**WHAT YOU HAVE TO DO:** Repeat word for word everything from the line containing "task: segment the starry sky" to the end of the listing, first and last lines included, and only that.

━━━

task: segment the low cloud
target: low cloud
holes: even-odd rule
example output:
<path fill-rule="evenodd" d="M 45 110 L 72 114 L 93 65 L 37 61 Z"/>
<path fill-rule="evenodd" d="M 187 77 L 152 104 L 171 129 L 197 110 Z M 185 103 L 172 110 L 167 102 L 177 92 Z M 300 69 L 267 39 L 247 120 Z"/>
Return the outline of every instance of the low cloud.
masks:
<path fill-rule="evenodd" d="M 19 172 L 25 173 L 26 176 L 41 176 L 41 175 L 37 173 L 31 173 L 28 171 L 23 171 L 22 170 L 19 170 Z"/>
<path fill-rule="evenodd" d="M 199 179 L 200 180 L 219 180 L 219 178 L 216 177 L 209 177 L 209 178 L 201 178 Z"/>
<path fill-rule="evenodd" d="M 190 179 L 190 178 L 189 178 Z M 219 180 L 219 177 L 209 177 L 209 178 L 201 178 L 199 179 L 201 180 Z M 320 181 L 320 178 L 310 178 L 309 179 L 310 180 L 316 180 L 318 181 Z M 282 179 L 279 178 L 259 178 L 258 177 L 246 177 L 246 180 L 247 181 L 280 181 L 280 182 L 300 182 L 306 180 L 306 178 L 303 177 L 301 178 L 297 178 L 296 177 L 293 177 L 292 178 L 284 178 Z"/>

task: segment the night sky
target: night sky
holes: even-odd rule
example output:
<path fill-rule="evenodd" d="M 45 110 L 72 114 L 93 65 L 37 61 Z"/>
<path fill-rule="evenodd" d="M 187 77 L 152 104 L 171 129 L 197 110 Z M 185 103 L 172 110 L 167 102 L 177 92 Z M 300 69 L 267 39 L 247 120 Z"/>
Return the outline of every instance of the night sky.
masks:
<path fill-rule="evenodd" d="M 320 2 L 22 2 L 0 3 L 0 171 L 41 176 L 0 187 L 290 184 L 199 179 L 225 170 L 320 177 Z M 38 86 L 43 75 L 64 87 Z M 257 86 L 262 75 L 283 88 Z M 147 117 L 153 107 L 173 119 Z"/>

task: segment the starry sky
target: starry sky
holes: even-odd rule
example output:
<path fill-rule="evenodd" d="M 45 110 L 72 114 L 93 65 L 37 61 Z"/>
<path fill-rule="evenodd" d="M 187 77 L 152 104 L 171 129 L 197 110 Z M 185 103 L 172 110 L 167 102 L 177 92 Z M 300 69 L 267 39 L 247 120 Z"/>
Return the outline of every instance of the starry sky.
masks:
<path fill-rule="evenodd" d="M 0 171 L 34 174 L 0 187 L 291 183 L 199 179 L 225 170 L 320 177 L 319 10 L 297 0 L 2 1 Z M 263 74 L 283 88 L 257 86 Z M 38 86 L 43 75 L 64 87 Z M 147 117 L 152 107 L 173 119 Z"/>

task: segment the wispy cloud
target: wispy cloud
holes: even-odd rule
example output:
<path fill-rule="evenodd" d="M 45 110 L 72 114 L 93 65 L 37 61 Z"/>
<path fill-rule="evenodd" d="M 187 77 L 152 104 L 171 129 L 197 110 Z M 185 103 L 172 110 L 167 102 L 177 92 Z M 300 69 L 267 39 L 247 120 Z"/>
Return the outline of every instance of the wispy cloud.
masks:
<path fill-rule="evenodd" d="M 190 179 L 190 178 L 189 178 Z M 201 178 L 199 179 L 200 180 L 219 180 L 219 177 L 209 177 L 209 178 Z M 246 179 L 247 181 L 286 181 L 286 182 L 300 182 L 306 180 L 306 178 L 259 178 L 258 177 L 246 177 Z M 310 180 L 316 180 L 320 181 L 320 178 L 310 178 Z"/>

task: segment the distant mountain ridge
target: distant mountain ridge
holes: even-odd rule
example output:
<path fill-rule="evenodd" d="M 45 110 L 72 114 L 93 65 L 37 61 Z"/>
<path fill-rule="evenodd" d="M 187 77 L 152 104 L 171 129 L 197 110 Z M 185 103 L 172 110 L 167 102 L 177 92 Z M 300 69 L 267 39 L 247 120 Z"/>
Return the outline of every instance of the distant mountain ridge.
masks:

━━━

**REPLY:**
task: segment the starry sky
target: starry sky
holes: even-odd rule
example output:
<path fill-rule="evenodd" d="M 45 110 L 72 114 L 93 65 L 37 61 Z"/>
<path fill-rule="evenodd" d="M 187 77 L 152 104 L 171 129 L 197 110 Z M 185 103 L 172 110 L 167 102 L 177 92 Z M 300 69 L 267 39 L 247 120 Z"/>
Return the outline of every instance of the starry sky.
masks:
<path fill-rule="evenodd" d="M 0 171 L 34 174 L 0 187 L 291 183 L 199 179 L 225 170 L 320 177 L 319 10 L 297 0 L 2 1 Z M 263 74 L 283 88 L 257 86 Z M 38 86 L 43 75 L 64 87 Z M 147 117 L 152 107 L 173 119 Z"/>

task: segment the wispy cloud
target: wispy cloud
holes: even-odd rule
example output:
<path fill-rule="evenodd" d="M 45 110 L 72 114 L 93 65 L 37 61 Z"/>
<path fill-rule="evenodd" d="M 187 77 L 152 104 L 171 129 L 197 110 Z M 185 103 L 172 110 L 167 102 L 177 92 Z M 300 69 L 267 39 L 247 120 Z"/>
Return the outline of every instance of the wispy cloud.
masks:
<path fill-rule="evenodd" d="M 190 179 L 190 178 L 189 178 Z M 201 178 L 199 179 L 200 180 L 219 180 L 219 177 L 209 177 L 209 178 Z M 246 179 L 247 181 L 286 181 L 286 182 L 300 182 L 306 180 L 306 178 L 259 178 L 258 177 L 246 177 Z M 310 180 L 316 180 L 320 181 L 320 178 L 310 178 Z"/>

task: segment the distant mountain ridge
target: distant mountain ridge
holes: even-odd rule
example output:
<path fill-rule="evenodd" d="M 45 110 L 72 114 L 93 65 L 37 61 Z"/>
<path fill-rule="evenodd" d="M 187 77 L 152 104 L 171 129 L 197 110 Z M 185 103 L 172 110 L 167 102 L 177 92 Z M 300 69 L 267 39 L 247 120 Z"/>
Return the outline of every instance of the distant mountain ridge.
masks:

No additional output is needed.